To be done:
1: Transcribe the dinner plates passage word for word, from "1. American Dishware" to "in round shapes.".
2: Which section headings appear in the dinner plates passage? List each one.
3: According to the dinner plates passage, what did American colonists in the early 1600s begin making from clay?

Passage given:
--- BEGIN ---

While common dinner plates are round, not all dinner plates are round. Some dinner plates take on other shapes, such as square, oval or octagon. Plate design is a product of practicality as well as one of interior design. A place setting and the dinner plate included in that place setting is often a reflection of its owner's personal design. A common practice among many engaged couples in the United States is to select an informal or formal china pattern.
  1. American Dishware

    • American colonists in the early 1600s began making bricks from clay for building. New arrivals to the continent brought with them pottery ware from their native countries. Soon the early settlers were making their own pottery dishware using the natural resources of their new home. This meant they used pottery skills to fashion commonly used dinner dishes, and those dishes were easier to make in round shapes.

    Practicality

    • Shaping evenly round dinner plates, as opposed to square or oval shapes, was easier for those early pottery makers. Even without a potter's wheel, rolling up evenly sized balls of clay and pressing them into matching circles is easier than making a set of matching oval or square plates. With a potter's wheel, the craftsperson can more easily shape a round dinner plate, thus simplifying the task as compared to shaping an oval or a square plate.

    Place Setting

    • On the table, a round dinner plate is an efficient shape to place before each diner. When setting the table, you do not have to worry about how to turn the plate as you must do when setting the table using oval or square plates. Turning the round plate clockwise or counterclockwise to any degree makes no real difference in the position of the plate, aside from how the pattern might appear.

    Habit

    • The cliché that claims people are a creature of habit applies when explaining why most dinner plates tend to be round. While other shaped plates are available, consumers often gravitate toward what they are accustomed to using. Unless there is a practical reason for using another shaped plate, such as the steak restaurant that chooses to use a large oval plate because it fits a large steak, baked potato and vegetable better than a round plate, the consumer often stays with what is more familiar.

--- END ---

Data shown:
--- BEGIN ---

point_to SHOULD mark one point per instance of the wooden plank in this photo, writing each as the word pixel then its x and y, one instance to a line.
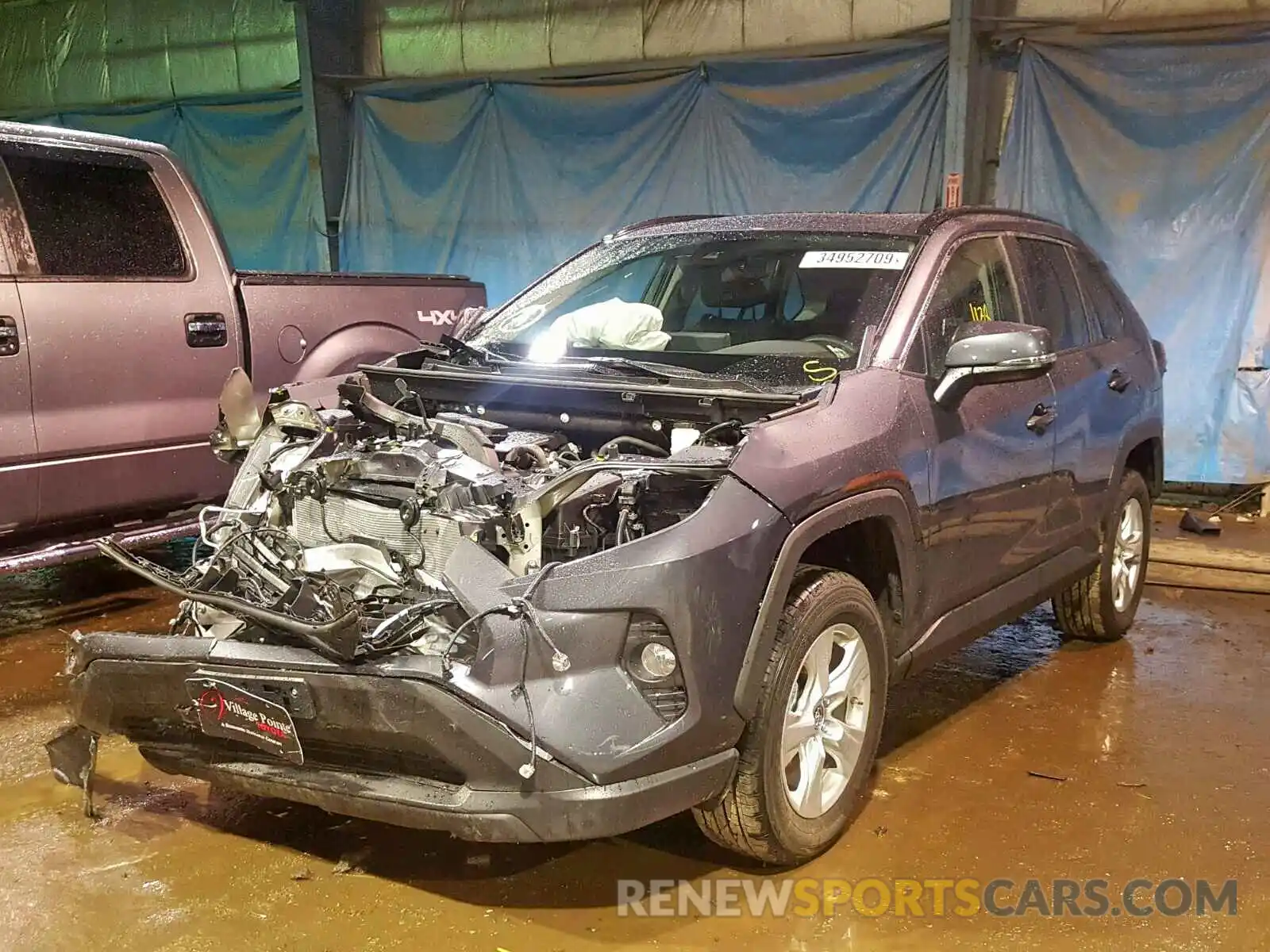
pixel 1178 552
pixel 1193 577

--- END ---

Full solutions:
1:
1. American Dishware

    • American colonists in the early 1600s began making bricks from clay for building. New arrivals to the continent brought with them pottery ware from their native countries. Soon the early settlers were making their own pottery dishware using the natural resources of their new home. This meant they used pottery skills to fashion commonly used dinner dishes, and those dishes were easier to make in round shapes.

2:
American Dishware
Practicality
Place Setting
Habit

3: Bricks for building.